DOCUMENTO -

Também temos a experiência de um anseio profundo que nos move, de um desejo de felicidade que, mesmo parecendo as vezes impossível, continua gritando alto e nos impulsionando. Somos pessoas continuamente em busca e em crescimento!

Então… As afirmações acima são verdadeiras.

A vida é uma jornada que acontece e nos envolve por inteiro: pensamentos, sentimentos, aptidões, desejos. As vezes “corre” sem pedir licença sim, mas não sem sentido. Existe uma direção, um propósito. Sentimo-nos atraídos por aquilo que é belo, verdadeiro, bom e isso nos ajuda a não desistir, mesmo nas dificuldades. Esta atração é a voz de Deus que chama cada um à plenitude da vida. Você não está neste mundo por acaso nem à mercê de acontecimentos aleatórios, muito pelo contrário: a sua vida é vocação e missão.

Papa Francisco diz com convicção e entusiasmo: “Eu sou uma missão nesta terra, e para isso estou neste mundo. É preciso considerarmo-nos como que marcados a fogo por esta missão de iluminar, abençoar, vivificar, levantar, curar, libertar. Nisto uma pessoa se revela enfermeira no espírito, professor no espírito, político no espírito…, ou seja, pessoas que decidiram, no mais íntimo de si mesmas, estar com os outros e ser para os outros”. (Evangelii Gaudium 273)

Como viver tudo isso? Como descobrir o que você pode e deseja oferecer para este mundo? A chave, está em uma palavra: Discernimento.

Esta palavra, talvez difícil e um pouco assustadora, revela um exercício muito valioso: a prática de olhar aquilo que acontece dentro e ao redor de você para fazer escolhas em sintonia com a vontade de Deus que, como e mais do que você, deseja que você apreenda a fazer escolhas livres e criativas que fazem crescer.

Sempre o Papa Francisco nos explica que o discernimento é um: processo pelo qual a pessoa, em diálogo com o Senhor e na escuta da voz do Espírito, chega a fazer as opções fundamentais, a começar pela do seu estado de vida. (Mensagem para o 55º Dia Mundial de Oração pelas Vocações, 3/12/2017)

Escolher é algo cotidiano e desafiador. Continuamente precisa escolher algo (escolhas mais simples, no dia-a-dia e outras que orientam a nossa vida de uma forma mais estável).

INSTRUÇÃO A -
Responda às perguntas sobre o texto a respeito de vocação e discernimento:
(i) De qual documento, com seu número, vem a citação em que o Papa Francisco diz ser uma missão nesta terra?
(ii) Segundo o texto, qual palavra é a chave para descobrir o que se pode oferecer ao mundo?
(iii) Em qual mensagem o Papa Francisco define o discernimento como um processo?
INSTRUÇÃO B - Atualize o trecho do texto sobre discernimento que vai de "Sempre o Papa" até "forma mais estável).", pondo "conversa" no lugar de "diálogo".
INSTRUÇÃO C - Prossiga com o texto sobre vocação e discernimento a partir da última frase apresentada.

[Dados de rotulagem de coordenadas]
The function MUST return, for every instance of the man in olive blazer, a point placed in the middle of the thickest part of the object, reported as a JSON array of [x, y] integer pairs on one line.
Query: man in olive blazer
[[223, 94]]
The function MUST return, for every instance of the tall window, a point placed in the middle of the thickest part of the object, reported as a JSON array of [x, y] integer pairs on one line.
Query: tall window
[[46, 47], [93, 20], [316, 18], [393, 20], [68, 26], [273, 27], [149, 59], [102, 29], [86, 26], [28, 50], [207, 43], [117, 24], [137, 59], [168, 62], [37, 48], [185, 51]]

RESPOSTA A -
(i) Evangelii Gaudium 273.
(ii) Discernimento.
(iii) Na Mensagem para o 55º Dia Mundial de Oração pelas Vocações, de 3/12/2017.

RESPOSTA B -
Sempre o Papa Francisco nos explica que o discernimento é um: processo pelo qual a pessoa, em conversa com o Senhor e na escuta da voz do Espírito, chega a fazer as opções fundamentais, a começar pela do seu estado de vida. (Mensagem para o 55º Dia Mundial de Oração pelas Vocações, 3/12/2017)

Escolher é algo cotidiano e desafiador. Continuamente precisa escolher algo (escolhas mais simples, no dia-a-dia e outras que orientam a nossa vida de uma forma mais estável).

RESPOSTA C -
Talvez você esteja pensando: “Eu não gosto de escolher! Porque… dá trabalho, é arriscado, precisa deixar de lado alguma coisa, pode dar errado, posso me arrepender… Melhor deixar a vida me levar… Ou agir impulsivamente, sem pensar muito!”.

Verdade! Mas… as escolhas além de ser um “trabalhão” são uma possibilidade preciosa:

E… na prática? O bem-aventurado Tiago Alberione, fundador da Família Paulina dizia: “Para onde vai a sua vida? Pense, Reze, Decide!”. Estes três passos talvez podem ajudar:

1) Pensa

Cada escolha nasce da escuta do coração

Quando algo nos provoca a tomar uma postura, uma atitude, uma decisão, de imediato surgem sentimentos. Por isto o primeiro passo é escutar-se: O que estou sentindo?

No nosso coração habitam vários sentimentos, emoções, desejos, motivações as vezes (ou sempre!) contraditórios. Quero formar uma família, mas tenho medo de deixar a minha rotina… Quero me consagrar a Deus, mas sinto forte também o desejo de ser mãe. Quero ser padre mas, o que os meus amigos vão pensar…?

Sentir tudo isto é muito normal. Os movimentos do coração precisam serem escutados, reconhecidos, e sobretudo acolhidos simplesmente sem se julgar. Acolher, permite de assumir o seu jeito de ser e a sua história pessoal, e de apreender a gostar de você do jeito que você é. Só depois disso, pode colocar o que você sente em diálogo com os seus valores e ideais, ou seja, aquelas atitudes e realidades que aprecia e que são uma referência na sua vida.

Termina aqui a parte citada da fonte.